[Stored entries]
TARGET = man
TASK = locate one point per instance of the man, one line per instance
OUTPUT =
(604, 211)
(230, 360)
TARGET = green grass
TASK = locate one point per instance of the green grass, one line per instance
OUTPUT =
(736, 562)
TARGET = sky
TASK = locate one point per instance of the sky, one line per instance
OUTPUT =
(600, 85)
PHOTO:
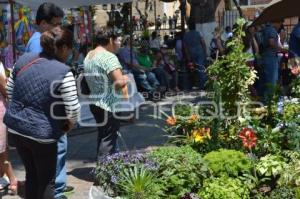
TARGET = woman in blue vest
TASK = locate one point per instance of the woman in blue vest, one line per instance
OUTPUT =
(43, 106)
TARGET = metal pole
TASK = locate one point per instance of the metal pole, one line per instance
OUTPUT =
(12, 23)
(183, 14)
(155, 14)
(131, 34)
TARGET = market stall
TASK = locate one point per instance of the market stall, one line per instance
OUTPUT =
(17, 23)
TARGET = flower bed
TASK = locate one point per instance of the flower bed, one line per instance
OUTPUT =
(255, 154)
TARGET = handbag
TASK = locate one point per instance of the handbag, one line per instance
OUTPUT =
(294, 65)
(167, 66)
(83, 85)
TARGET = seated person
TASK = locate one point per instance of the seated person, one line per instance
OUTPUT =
(145, 80)
(145, 61)
(163, 62)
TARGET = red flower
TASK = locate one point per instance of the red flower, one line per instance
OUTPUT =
(248, 137)
(171, 121)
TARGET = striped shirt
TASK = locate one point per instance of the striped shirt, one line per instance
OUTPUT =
(69, 96)
(97, 67)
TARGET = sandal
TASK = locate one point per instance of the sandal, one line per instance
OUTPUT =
(4, 183)
(13, 188)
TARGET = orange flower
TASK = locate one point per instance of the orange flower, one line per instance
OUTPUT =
(248, 137)
(295, 70)
(201, 134)
(171, 121)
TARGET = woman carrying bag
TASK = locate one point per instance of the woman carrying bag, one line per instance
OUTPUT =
(43, 106)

--- DIRECTIVE ---
Reproduce the lines from the one containing "TARGET = striped shirt" through the end of the entries, inclusive, keeping every line, requests included, but multiply each point coordinate in the answers by 2.5 and round to the nearest whole number, with halves rounded up. Give only these lines.

--- REPLY ---
TARGET = striped shirt
TASK = locate one point per instance of the striped shirt, one line per instance
OUTPUT =
(173, 240)
(243, 168)
TARGET = sandal
TASK = locate one point per instance of the sandal, one line per instance
OUTPUT =
(10, 458)
(33, 470)
TARGET = orange flower
TASK = locate one point per instance of the orange flower, one line per instance
OUTPUT =
(620, 343)
(738, 175)
(503, 335)
(428, 303)
TARGET = woman carrying bag
TASK = locate one point per instance of the woman carrying bag, one line per instance
OUTPUT =
(108, 265)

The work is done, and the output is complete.